_Supplied text_
_ _ _

Spank's LFF Diary, Wednesday 22/10/2008
Spank's LFF Diary, Friday 24/10/2008

Spank's LFF Diary, Thursday 23/10/2008

Reviewed today: All Around Us, The Candidate, High Treason, Still Walking.

All Around Us 3.30pm: All Around Us (official site)

Here's a thing. By the end of today, we'll have seen four Japanese films over a period of just under 36 hours: and Susumu Terajima will have appeared in three of them. Terajima is one of the great Japanese bit part actors, who's been in 98 films to date if you believe the IMDB. He first came to my attention as a regular feature in Takeshi Kitano's movies - that's still the case as recently as yesterday's Achilles And The Tortoise, where he pops up for one scene to accuse Kitano of being a male prostitute. He's got a similar relationship with other directors such as Hirokazu Kore-eda (more of that later), and pops up in Japanese films like there's some sort of law that says he has to be there. He's always fun to watch, and deserves saluting. So consider this a salute.

Terajima's got a slightly bigger role in All Around Us than the usual one-scene cameo we've come to expect. Written and directed by Ryosuke Hashiguchi, it looks at one decade in the lives of the couple Kanao (Franky Lily) and Shoko (Tae Kimura). Kanao holds down a job as a shoe repair man in the absence of anything better, while Shoko works at a publishers. As the film opens, there are changes taking place in both their lives: Shoko is pregnant with the couple's first child, while Kanao has taken a new job as a courtroom illustrator, giving him a front row seat at some of Japan's most unpleasant trials. We follow them at regular intervals over the next ten years to see how all that works out for them.

The first section of the film is a delightful bit of comedy, setting up the contrasting characters of the couple: Kanao's compulsive flirtations with other women, and Shoko's need to control absolutely everything, including the frequency of their lovemaking. But in between the first and second chapters of their story, there's a major dramatic event, and pretty much all of the rest of the film deals with the ripples resulting from that. For me, the earlier funny section is the best bit of the film, but it sneakily does the job of racking up your sympathy for the couple so that when bad things happen, you're with them all the way hoping they'll pull through. Beautifully detailed performances from Franky Lily and Tae Kimura definitely help on this score, with entertaining comic support from the likes of Susumu Terajima as Shoko's brother Katsutoshi.

High Treason 6.30pm: High Treason

It's always fun to watch a film knowing you're seconds away from where it was shot. It's happened a few times in my life: watching King Kong in a cinema just down the road from the Empire State Building, or The Apartment literally eight doors away from the apartment, or any London film with an establishing shot of Piccadilly Circus that I've seen in the West End. I can add another one to the list now, after this year's programme of silent films shown on an inflatable screen in Trafalgar Square.

_ _ _

_Information shown_

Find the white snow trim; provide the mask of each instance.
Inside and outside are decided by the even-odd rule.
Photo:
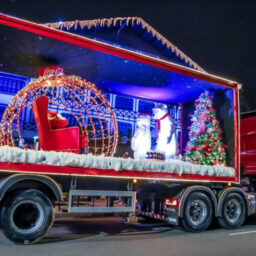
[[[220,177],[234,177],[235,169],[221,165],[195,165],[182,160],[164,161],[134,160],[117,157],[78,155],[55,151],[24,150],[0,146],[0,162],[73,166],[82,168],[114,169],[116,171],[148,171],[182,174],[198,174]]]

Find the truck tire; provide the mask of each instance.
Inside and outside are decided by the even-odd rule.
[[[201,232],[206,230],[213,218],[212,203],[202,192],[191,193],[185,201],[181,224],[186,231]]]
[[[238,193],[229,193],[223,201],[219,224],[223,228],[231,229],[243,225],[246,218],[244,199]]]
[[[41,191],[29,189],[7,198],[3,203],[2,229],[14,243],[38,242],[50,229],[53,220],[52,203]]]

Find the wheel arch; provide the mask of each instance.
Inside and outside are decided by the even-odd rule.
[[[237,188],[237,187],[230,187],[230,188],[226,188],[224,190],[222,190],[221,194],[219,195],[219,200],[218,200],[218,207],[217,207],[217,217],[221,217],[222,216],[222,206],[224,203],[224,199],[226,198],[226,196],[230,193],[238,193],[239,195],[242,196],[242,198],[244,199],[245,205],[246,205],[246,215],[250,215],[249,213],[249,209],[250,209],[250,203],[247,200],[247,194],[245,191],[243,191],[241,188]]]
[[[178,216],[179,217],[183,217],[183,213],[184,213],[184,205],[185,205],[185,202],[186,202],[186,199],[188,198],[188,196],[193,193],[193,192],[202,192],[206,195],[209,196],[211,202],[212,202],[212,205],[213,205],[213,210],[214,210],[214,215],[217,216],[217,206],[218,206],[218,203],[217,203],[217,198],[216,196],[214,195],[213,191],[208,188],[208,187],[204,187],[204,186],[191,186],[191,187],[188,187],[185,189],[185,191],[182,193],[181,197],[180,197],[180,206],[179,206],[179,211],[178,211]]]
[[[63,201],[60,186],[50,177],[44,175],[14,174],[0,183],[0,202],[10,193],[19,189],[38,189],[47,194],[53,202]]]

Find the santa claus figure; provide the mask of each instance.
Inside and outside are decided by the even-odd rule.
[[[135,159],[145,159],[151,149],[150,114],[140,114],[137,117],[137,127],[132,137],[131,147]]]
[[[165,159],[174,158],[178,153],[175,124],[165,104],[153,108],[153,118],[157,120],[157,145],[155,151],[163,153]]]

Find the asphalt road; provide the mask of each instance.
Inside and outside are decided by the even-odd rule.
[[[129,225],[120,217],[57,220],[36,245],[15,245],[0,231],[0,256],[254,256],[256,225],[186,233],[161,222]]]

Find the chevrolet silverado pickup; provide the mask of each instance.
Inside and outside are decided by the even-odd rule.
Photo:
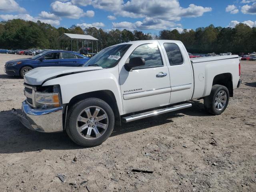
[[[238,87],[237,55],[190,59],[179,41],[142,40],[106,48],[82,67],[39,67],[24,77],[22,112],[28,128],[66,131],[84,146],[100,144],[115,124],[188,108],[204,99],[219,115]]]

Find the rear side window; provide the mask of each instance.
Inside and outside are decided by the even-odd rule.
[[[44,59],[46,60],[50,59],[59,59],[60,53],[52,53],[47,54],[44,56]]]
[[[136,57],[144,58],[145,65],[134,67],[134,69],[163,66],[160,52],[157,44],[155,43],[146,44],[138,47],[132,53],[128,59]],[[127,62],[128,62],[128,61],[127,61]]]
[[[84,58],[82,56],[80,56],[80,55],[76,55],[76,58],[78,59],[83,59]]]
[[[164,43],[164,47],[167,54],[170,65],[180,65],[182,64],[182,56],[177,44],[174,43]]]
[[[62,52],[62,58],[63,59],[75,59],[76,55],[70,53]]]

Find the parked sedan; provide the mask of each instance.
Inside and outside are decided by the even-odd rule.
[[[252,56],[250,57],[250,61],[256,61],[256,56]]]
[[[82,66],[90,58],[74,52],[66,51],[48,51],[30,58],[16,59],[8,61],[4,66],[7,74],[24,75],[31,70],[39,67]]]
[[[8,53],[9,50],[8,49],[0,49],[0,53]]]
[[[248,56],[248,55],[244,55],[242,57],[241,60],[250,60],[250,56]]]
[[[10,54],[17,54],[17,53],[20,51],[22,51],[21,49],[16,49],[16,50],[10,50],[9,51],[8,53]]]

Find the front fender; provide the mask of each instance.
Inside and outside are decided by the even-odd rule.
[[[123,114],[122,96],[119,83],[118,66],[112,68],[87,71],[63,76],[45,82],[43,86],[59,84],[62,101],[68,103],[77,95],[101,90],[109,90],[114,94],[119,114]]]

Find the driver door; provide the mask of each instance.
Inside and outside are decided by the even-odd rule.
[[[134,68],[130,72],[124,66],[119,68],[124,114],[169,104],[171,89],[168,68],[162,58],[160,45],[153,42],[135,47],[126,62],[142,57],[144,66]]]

_ _ _

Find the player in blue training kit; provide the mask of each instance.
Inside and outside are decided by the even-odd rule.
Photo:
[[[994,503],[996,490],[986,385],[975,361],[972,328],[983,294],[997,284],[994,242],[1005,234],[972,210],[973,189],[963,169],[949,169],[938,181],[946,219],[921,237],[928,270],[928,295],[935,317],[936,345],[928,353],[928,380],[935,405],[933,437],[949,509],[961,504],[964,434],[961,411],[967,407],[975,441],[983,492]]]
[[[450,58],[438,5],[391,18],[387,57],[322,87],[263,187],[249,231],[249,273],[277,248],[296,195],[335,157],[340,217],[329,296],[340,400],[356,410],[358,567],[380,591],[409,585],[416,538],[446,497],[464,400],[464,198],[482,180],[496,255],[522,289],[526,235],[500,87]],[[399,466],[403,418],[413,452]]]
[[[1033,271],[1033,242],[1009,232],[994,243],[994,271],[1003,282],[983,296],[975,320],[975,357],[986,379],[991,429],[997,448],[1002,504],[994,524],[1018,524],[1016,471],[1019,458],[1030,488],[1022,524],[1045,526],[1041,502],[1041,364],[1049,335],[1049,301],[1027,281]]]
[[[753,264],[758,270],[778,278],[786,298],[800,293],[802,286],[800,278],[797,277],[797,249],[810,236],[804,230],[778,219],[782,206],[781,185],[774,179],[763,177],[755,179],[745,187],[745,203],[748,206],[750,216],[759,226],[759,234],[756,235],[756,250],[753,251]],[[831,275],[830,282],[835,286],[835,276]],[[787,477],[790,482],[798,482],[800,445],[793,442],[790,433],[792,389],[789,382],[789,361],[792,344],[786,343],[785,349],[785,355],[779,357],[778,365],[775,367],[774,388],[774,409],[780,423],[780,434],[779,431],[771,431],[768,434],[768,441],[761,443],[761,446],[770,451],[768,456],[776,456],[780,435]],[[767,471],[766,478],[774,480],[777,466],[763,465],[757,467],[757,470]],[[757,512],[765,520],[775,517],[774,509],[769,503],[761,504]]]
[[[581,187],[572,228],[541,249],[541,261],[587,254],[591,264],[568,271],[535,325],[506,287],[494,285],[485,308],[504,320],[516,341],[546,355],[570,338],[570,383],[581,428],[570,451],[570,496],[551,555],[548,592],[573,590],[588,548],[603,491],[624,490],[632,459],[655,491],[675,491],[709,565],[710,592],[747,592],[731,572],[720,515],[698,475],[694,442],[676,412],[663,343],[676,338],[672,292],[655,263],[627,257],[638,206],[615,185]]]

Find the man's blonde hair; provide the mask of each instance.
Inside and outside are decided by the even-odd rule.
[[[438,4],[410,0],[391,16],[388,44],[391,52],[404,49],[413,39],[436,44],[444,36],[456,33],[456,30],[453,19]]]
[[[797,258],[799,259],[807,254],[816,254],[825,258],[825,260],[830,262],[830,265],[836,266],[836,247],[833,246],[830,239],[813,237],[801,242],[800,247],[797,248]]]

_ _ _

_List of tasks_
a: Decide whether each of the following statements agrees with the film festival diary, and answer yes or no, quoting the words of the diary that decide it. (i) Susumu Terajima plays Shoko's brother in All Around Us. (ii) At the start of All Around Us, Kanao works at a publishers. (iii) All Around Us follows the couple over a period of ten years.
b: Continue the film festival diary from the point where it stops.

_Task-by-task outputs_
a:
(i) Yes: "Susumu Terajima as Shoko's brother Katsutoshi."
(ii) No: "Kanao holds down a job as a shoe repair man in the absence of anything better, while Shoko works at a publishers."
(iii) Yes: "We follow them at regular intervals over the next ten years to see how all that works out for them."

b:
You can see why Gaston Quiribet's The Fugitive Futurist was an ideal choice of supporting short: a 1924 showcase for the state-of-the-art effects technology of the time, it takes a guess at what various London landmarks will look like in the future, and includes a shot of Trafalgar Square flooded with water. For added irony, this is of course the point where the heavens open over the audience gathered to watch all this.

Still, the rain doesn't shake us off, nor does the collection of drunks and loonies that any free open-air screening is bound to attract. One of them mumbles aloud that everyone watching the film is mentally ill, while another one appears to be standing in front of the unluckier members of the audience and attempting to tap-dance the Gospels. We stay put with our takeout from Hamburger Union, and are rewarded with a peculiar little gem of a main feature, accompanied (like the preceding short) by the dramatic piano of Neil Brand.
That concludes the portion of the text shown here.